Set task: Print the line containing "[indicate] tent cluster" and each line after it through the end, please, with nothing added.

** start of Records for this exercise **

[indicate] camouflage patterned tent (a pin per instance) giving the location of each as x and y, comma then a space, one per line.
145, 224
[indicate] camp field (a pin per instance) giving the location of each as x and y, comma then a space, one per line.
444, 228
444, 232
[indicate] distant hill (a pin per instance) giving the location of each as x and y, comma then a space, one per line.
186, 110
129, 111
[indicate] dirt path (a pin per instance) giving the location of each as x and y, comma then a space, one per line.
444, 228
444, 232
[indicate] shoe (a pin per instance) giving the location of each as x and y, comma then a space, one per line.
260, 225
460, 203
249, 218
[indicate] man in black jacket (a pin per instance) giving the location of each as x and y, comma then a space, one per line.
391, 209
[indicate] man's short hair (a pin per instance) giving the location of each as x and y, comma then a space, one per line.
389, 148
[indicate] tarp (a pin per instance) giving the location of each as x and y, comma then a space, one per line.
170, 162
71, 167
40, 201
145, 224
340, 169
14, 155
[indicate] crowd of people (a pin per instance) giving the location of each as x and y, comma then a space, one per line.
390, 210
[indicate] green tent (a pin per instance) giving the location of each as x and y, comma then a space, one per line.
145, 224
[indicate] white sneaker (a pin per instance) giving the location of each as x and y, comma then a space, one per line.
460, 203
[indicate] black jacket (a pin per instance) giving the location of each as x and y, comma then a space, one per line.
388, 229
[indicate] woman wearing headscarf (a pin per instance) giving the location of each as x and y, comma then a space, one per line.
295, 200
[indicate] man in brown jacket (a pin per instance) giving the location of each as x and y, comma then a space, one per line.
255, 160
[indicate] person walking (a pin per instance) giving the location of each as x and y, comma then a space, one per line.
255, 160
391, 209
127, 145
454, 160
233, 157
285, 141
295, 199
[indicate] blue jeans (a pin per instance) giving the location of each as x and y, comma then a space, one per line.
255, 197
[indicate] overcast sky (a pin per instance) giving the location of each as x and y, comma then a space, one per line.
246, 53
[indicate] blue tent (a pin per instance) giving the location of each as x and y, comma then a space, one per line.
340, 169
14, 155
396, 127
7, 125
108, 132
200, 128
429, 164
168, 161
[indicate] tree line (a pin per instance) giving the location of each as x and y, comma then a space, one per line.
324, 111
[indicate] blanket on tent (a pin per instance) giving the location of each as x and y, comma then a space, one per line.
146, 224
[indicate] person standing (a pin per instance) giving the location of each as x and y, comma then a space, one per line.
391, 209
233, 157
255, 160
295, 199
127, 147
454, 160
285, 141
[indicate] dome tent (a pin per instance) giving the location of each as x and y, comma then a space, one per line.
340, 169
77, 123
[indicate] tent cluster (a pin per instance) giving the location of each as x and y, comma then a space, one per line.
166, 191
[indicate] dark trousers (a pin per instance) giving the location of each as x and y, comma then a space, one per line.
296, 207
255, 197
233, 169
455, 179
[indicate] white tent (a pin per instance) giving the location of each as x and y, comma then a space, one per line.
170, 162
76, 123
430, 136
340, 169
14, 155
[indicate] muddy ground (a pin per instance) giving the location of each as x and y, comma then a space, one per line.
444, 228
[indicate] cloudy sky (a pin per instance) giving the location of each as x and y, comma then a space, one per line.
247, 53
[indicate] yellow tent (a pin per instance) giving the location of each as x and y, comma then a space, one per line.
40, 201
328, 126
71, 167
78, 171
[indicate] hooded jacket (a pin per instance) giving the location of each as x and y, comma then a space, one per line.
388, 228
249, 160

** end of Records for this exercise **

Completed exercise:
[indicate] tent cluster (a pin per instance) giving the location of each as x and y, comma then a space, one per line.
166, 191
[indicate] dark trousers (a pin per instance) giving the location of each as x and y, comma then a space, one per line.
296, 207
255, 197
233, 169
455, 179
[indicate] white tent (a pin per instance) giving the location of each as x and y, comma then a space, one per line.
170, 162
76, 123
430, 136
340, 169
14, 155
[indicate] muddy ground (a pin per instance) giving the location of each as x and y, comma then a space, one per line.
444, 228
[indicate] cloudy sky (a pin per instance) giving the location of each as x and y, comma then a space, one per line.
247, 53
[indicate] yellow tent (a pin per instance) giving the location of each as x and y, comma then a space, one per line.
40, 201
328, 126
71, 167
78, 171
[indicate] hooded jacket (a pin per instance) giving the location of each as x and y, comma then a space, one per line.
388, 228
249, 160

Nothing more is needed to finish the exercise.